Where in Colorado are you?


----------



## WNGD (Jan 15, 2005)

Well ...........hopefully the OP comes back


----------



## wolfy dog (Aug 1, 2012)

The issue with rescues is that they neuter them at any age as soon as the get them . Please correct me if I am wrong.


----------



## Pytheis (Sep 23, 2016)

wolfy dog said:


> The issue with rescues is that they neuter them at any age as soon as the get them . Please correct me if I am wrong.


Most probably do. Would you rather the dog end up in a home that isn’t a good fit, is ill prepared, and/or doesn’t treat the dog properly? Hands down every time I would rather the dog be spayed/neutered early and find a super home than run the risk of a bad home just to keep his balls intact. ESPECIALLY when keeping the reproductive organs increases the odds of bad people wanting said dog. Millions and millions of people early spay/neuter their dogs and they’re all just fine. Sometimes things can’t be perfect.


----------



## Jax08 (Feb 13, 2009)

@Pytheis - yup yup yup.


----------



## Magwart (Jul 8, 2012)

You also get a safety net for life, with a good rescue -- if a home doesn't work out, the dog can always come back to the rescue, at any age, even if it develops health issues. 

Rehoming on your own means YOU are the safety net for life, so if it comes back in 5 or 8 years, it's STILL going to be your problem to deal with, to keep it from landing in a kill-shelter if the next owner suddenly needs it gone.

Stored records —
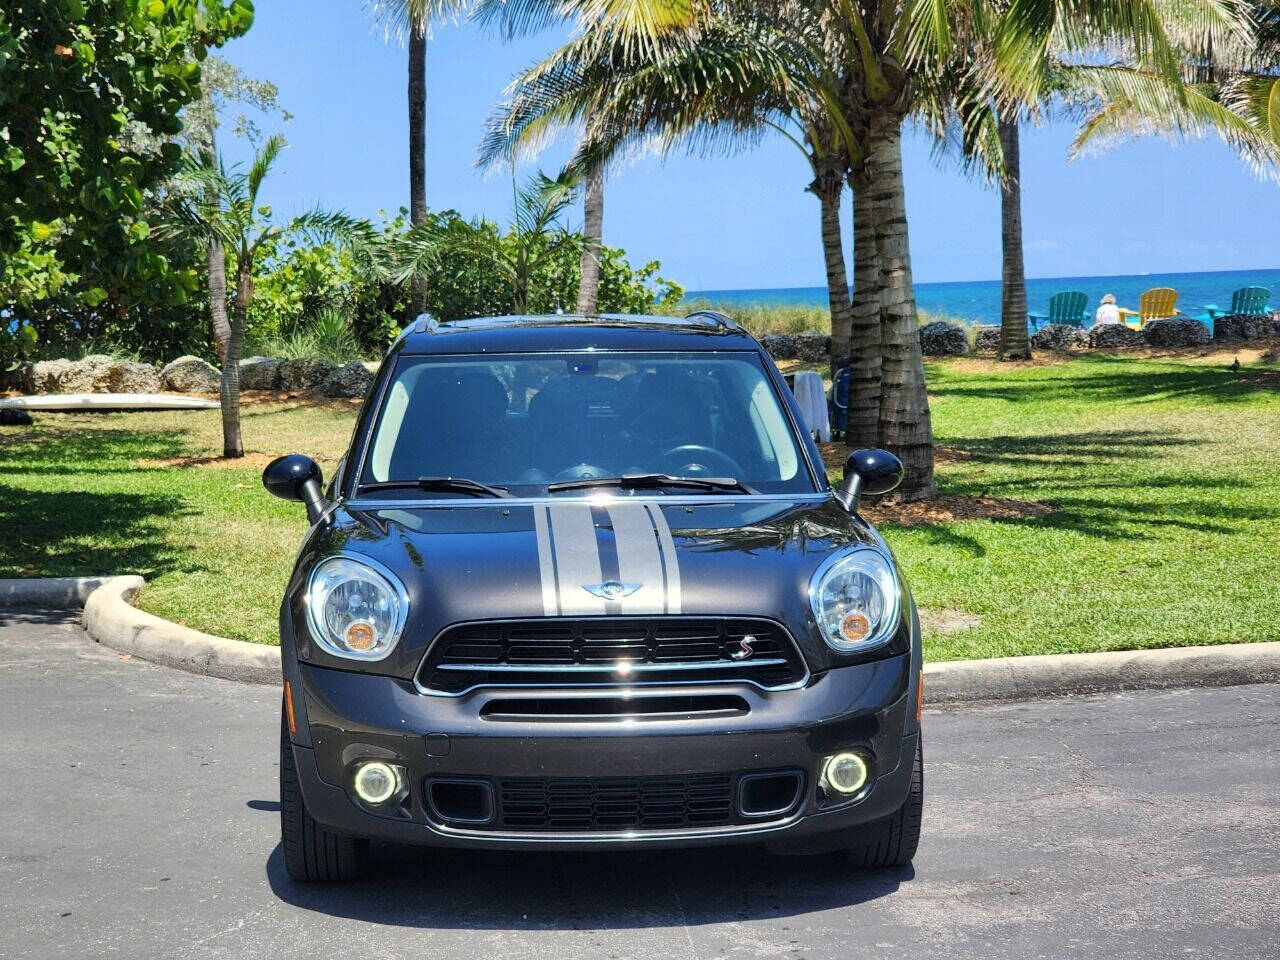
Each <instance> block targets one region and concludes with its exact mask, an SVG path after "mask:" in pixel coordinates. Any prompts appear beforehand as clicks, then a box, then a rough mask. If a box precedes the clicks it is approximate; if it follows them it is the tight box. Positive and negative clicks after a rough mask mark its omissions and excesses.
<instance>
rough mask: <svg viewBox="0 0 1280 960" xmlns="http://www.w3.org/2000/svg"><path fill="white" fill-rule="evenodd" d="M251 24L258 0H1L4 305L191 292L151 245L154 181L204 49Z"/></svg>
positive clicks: (170, 164) (80, 300)
mask: <svg viewBox="0 0 1280 960" xmlns="http://www.w3.org/2000/svg"><path fill="white" fill-rule="evenodd" d="M252 20H253V5H252V3H251V0H230V3H228V4H223V3H221V1H220V0H17V3H10V4H5V5H4V8H0V308H8V310H10V311H17V312H18V314H19V316H20V315H22V314H23V312H24V307H26V306H28V305H32V303H37V302H40V301H46V300H49V298H51V297H58V296H60V294H61V296H64V297H67V296H68V292H70V297H72V300H73V301H74V302H76V303H78V305H88V306H97V305H99V303H102V302H104V301H106V300H108V298H113V300H114V298H118V297H128V296H132V294H137V296H143V297H150V298H155V300H161V301H164V300H169V301H180V300H183V298H186V297H187V296H188V294H189V288H191V285H192V283H191V276H189V275H187V273H180V274H174V273H173V271H170V269H169V264H168V260H166V259H165V256H164V255H163V253H160V252H157V251H156V247H155V244H151V243H147V238H148V236H150V228H148V224H147V223H146V219H145V216H143V214H145V191H146V189H147V188H148V187H151V186H152V184H156V183H159V182H160V180H161V179H164V178H165V177H169V175H170V174H172V173H173V172H174V170H175V169H177V168H178V165H179V163H180V159H182V150H180V148H179V146H178V145H177V143H174V142H173V138H175V137H177V136H178V134H179V132H180V131H182V122H180V119H179V113H180V111H182V109H183V106H184V105H187V104H188V102H191V101H193V100H196V99H197V97H198V96H200V81H201V63H202V61H204V60H205V58H206V55H207V51H209V47H212V46H220V45H221V44H223V42H225V41H227V40H229V38H232V37H236V36H239V35H242V33H243V32H244V31H246V29H248V27H250V24H251V23H252ZM138 129H143V131H146V132H150V134H151V136H152V137H156V138H159V148H157V150H156V148H147V147H146V146H143V145H142V141H143V140H145V138H137V137H131V136H129V134H131V132H134V131H138Z"/></svg>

About this exercise —
Reproduce word for word the part of the forum thread about dog rescues between "## Magwart (Jul" and "needs it gone.", inclusive.

Answer to this task —
## Magwart (Jul 8, 2012)

You also get a safety net for life, with a good rescue -- if a home doesn't work out, the dog can always come back to the rescue, at any age, even if it develops health issues. 

Rehoming on your own means YOU are the safety net for life, so if it comes back in 5 or 8 years, it's STILL going to be your problem to deal with, to keep it from landing in a kill-shelter if the next owner suddenly needs it gone.